Exercise:
Reproduce the lines of the listing below, starting with the line that contains "Scouting task: drop one point on every instance of the distant" and going on through the line that contains "[(318, 91)]", requests included. Multiply each coordinate in the answers by 1.2 and round to whole numbers, with halves going up, but leave the numbers in the requests and their format samples unchanged.
****
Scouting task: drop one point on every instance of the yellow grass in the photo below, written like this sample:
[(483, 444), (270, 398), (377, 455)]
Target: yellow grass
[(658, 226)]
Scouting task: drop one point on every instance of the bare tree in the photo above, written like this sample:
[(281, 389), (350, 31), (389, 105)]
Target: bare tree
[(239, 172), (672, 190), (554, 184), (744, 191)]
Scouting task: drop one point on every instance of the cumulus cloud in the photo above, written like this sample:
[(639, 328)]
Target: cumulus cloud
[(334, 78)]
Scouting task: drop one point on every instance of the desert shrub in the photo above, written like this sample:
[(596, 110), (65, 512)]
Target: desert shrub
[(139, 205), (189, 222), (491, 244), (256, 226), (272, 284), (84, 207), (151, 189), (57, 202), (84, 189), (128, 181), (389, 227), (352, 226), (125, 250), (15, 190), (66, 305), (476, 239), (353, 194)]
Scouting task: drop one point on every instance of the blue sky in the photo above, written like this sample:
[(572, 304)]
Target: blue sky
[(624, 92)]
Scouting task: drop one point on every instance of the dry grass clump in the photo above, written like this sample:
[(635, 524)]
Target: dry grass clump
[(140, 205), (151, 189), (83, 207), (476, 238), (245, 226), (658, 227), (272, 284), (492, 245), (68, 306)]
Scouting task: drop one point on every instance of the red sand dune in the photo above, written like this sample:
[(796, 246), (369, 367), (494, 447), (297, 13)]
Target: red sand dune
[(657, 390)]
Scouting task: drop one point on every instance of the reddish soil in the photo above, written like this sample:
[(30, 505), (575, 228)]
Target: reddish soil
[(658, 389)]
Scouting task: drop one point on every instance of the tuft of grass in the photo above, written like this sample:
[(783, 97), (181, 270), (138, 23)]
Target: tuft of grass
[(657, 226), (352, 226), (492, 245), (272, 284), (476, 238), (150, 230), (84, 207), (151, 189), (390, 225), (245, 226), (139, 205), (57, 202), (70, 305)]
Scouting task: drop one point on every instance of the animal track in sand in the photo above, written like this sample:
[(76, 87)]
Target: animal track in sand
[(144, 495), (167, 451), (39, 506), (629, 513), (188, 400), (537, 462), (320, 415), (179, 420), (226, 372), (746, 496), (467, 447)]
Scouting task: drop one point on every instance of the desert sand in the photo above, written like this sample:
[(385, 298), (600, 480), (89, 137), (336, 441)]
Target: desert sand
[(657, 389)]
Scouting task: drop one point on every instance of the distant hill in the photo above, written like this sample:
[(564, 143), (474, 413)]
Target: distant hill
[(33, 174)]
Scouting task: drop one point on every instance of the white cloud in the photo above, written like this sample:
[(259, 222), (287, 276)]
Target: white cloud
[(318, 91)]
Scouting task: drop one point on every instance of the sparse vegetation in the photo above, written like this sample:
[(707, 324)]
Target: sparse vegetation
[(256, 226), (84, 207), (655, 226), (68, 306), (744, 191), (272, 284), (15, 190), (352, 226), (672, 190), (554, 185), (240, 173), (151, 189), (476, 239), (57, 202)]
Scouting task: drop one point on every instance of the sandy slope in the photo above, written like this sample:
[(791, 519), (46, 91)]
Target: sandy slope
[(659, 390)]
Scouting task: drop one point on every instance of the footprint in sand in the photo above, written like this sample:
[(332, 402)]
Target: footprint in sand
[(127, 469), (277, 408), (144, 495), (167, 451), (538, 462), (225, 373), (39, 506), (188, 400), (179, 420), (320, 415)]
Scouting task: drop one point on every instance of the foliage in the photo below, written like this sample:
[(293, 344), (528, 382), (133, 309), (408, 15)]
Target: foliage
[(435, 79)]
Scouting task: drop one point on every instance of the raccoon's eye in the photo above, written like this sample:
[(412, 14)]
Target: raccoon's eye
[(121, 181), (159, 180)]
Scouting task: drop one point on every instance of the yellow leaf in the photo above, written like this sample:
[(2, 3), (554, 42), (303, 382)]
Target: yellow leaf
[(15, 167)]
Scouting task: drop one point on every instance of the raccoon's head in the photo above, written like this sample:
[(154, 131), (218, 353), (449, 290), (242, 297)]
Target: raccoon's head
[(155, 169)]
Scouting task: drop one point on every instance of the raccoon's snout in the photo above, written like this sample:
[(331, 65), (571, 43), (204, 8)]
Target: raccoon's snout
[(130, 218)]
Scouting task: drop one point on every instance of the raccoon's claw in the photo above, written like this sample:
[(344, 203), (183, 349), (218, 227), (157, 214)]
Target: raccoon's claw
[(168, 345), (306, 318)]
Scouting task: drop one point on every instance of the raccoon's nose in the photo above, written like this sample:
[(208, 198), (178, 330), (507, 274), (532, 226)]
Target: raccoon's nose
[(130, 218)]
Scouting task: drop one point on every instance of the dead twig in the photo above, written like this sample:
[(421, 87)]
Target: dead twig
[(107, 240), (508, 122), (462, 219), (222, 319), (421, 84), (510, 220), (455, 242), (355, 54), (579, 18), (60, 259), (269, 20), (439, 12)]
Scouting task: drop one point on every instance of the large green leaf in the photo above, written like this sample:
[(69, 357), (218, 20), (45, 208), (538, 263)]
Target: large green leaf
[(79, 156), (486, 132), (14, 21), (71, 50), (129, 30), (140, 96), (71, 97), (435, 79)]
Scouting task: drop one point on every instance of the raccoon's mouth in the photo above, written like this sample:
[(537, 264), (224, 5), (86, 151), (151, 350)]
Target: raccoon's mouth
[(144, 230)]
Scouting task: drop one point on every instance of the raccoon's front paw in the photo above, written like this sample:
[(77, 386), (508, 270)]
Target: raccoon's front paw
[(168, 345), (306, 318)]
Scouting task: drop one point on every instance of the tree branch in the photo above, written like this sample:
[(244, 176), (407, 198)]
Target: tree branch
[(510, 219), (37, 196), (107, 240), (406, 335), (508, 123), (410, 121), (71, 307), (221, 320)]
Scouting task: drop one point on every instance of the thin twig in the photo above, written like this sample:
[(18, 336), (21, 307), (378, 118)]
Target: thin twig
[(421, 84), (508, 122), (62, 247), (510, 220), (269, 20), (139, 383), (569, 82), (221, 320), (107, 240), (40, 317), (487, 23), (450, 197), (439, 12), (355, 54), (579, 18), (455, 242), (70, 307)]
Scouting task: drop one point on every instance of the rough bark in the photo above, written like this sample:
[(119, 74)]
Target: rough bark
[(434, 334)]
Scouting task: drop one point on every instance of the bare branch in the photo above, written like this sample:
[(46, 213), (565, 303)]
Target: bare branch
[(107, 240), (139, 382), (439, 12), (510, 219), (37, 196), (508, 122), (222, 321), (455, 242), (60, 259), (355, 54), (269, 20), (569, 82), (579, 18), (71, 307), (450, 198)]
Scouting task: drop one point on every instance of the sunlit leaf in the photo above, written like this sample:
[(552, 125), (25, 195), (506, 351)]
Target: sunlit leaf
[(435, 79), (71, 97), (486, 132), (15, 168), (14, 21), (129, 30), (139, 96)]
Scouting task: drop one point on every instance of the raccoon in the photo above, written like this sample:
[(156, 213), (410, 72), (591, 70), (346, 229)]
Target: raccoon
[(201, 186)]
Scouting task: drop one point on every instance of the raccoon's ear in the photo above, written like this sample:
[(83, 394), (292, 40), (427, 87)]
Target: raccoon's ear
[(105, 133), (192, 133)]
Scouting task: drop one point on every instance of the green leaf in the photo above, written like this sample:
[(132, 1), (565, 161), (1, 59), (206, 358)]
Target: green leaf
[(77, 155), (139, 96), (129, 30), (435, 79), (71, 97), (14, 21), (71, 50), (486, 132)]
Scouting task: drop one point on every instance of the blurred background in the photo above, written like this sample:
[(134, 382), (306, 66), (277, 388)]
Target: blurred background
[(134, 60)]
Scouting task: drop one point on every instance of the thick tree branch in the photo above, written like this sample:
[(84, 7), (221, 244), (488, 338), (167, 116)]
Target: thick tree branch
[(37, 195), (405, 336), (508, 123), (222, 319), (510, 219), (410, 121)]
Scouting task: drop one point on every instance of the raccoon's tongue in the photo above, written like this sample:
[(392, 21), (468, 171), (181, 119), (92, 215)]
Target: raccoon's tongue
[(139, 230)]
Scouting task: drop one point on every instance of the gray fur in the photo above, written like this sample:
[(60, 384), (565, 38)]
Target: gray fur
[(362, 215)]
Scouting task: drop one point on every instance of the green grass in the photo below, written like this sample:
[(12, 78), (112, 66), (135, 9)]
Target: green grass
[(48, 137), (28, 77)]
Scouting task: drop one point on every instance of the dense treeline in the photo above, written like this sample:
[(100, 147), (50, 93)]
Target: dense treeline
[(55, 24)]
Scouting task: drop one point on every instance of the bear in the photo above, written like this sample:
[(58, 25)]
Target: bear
****
Finished answer:
Scouting task: drop one point on every instance of the distant hill in the photo above, written like this sample:
[(564, 143), (474, 413)]
Target: distant hill
[(40, 209)]
Scouting task: drop one point on every instance of the white cloud in the photo above, written like this sample:
[(259, 222), (287, 276)]
Target: white cloud
[(382, 109)]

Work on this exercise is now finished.